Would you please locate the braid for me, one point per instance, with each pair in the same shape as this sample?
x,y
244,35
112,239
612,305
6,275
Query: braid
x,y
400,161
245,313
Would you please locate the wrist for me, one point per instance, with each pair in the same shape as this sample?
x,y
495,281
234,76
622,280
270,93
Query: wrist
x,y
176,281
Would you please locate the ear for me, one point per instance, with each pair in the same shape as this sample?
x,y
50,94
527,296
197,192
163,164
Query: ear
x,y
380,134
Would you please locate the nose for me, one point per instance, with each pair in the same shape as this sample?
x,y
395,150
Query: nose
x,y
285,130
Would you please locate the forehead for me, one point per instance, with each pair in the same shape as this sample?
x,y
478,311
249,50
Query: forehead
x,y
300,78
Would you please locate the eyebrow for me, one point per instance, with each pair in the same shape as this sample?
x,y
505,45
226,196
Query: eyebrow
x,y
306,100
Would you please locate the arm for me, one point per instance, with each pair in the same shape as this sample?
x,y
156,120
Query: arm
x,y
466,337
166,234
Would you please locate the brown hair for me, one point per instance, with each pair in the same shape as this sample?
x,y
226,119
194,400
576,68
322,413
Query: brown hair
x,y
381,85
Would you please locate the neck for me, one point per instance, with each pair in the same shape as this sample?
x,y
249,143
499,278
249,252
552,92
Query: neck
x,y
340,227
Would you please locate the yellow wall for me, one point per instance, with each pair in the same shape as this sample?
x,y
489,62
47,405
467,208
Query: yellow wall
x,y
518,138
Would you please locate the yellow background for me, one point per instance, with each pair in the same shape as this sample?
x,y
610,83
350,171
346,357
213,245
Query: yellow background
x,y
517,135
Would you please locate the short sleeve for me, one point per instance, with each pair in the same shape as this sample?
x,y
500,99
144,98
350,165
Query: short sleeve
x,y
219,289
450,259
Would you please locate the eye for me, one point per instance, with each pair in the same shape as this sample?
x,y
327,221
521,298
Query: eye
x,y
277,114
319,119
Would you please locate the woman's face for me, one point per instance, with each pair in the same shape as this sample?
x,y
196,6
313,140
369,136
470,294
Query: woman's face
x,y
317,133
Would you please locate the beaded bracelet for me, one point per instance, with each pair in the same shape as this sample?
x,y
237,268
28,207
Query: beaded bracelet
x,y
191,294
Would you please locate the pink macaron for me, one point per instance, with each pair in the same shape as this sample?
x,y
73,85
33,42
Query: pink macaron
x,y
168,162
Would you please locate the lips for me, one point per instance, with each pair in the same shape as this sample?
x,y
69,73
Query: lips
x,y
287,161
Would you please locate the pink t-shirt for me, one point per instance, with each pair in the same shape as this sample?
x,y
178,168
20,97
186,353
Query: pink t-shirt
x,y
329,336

● **What the task asks**: Set down the whole listing exactly.

● **Reply to the exercise**:
Would you please locate the braid for me, one point per instance, with each pair in the same shape as this sample?
x,y
244,35
112,239
612,305
6,275
Query: braid
x,y
400,161
245,313
Would you please locate the wrist for me, one point per instance, with each pair in the same shape as this sample?
x,y
495,281
234,76
622,280
270,93
Query: wrist
x,y
176,281
Would you please locate the ear for me, one point per instance, with each pair in the same shape as this sample?
x,y
50,94
527,296
197,192
163,164
Query: ear
x,y
380,134
Would you please locate the nose for me, one point per instance, with each pair in the same shape as this sample?
x,y
395,150
Query: nose
x,y
285,130
Would you please locate the forehead for me, one point per instance, with each pair in the same shape as this sample?
x,y
478,311
249,50
Query: forehead
x,y
300,78
Would you please locate the eyebrow for me, one point per instance, with each pair in the same shape as this sample?
x,y
505,45
226,196
Query: eyebrow
x,y
306,100
Would you please locate the arm for me, one point per instance, with each pair in the same shape as this sample?
x,y
156,120
Query: arm
x,y
466,337
166,234
Would you please locate the brown hair for me, one point per instance, with each pair in the same shape as this sample?
x,y
226,119
194,400
576,68
322,413
Query: brown hair
x,y
381,85
Would you please locate the neck for me, one point per instance, with each pair in the same shape as this sample?
x,y
249,143
499,278
249,252
552,92
Query: neck
x,y
340,227
Would you please locate the yellow wall for me, one point per instance, with each pair in the same shape as this sample?
x,y
489,62
47,405
467,208
Query: yellow wall
x,y
518,138
Would you please locate the yellow background for me, one point per instance, with each pair in the same shape as this sample?
x,y
610,83
350,171
346,357
213,245
Query: yellow background
x,y
517,135
Would you please locate the short sleeve for me, one point per instance, with each pair in the same shape as this sample?
x,y
500,99
144,98
350,165
Query: short sleeve
x,y
219,289
450,259
Would you please locate the eye for me, one point per instance, with each pair in the same shape as this sample?
x,y
327,221
521,298
Query: eye
x,y
277,114
319,119
Would you please locate the woman's face for me, one point per instance, with each pair in the same shape as this sample?
x,y
196,6
313,140
369,136
470,294
Query: woman's face
x,y
317,133
Would you please locate the beaded bracelet for me, one point per instance, with each pair in the same shape as this sample?
x,y
237,268
28,207
Query: beaded bracelet
x,y
191,294
Would you please locate the pink macaron for me, one point per instance, with each pair in the same shape as this sample?
x,y
73,85
33,42
Query: pink macaron
x,y
168,162
Would you please locate the lips for me, one point per instance, with each pair in the same shape as this sample?
x,y
69,73
Query: lips
x,y
287,161
Would you please locate the pink t-shirt for me, one point per instance, with each pair in the same shape as this sample?
x,y
178,168
20,97
186,353
Query: pink t-shirt
x,y
329,336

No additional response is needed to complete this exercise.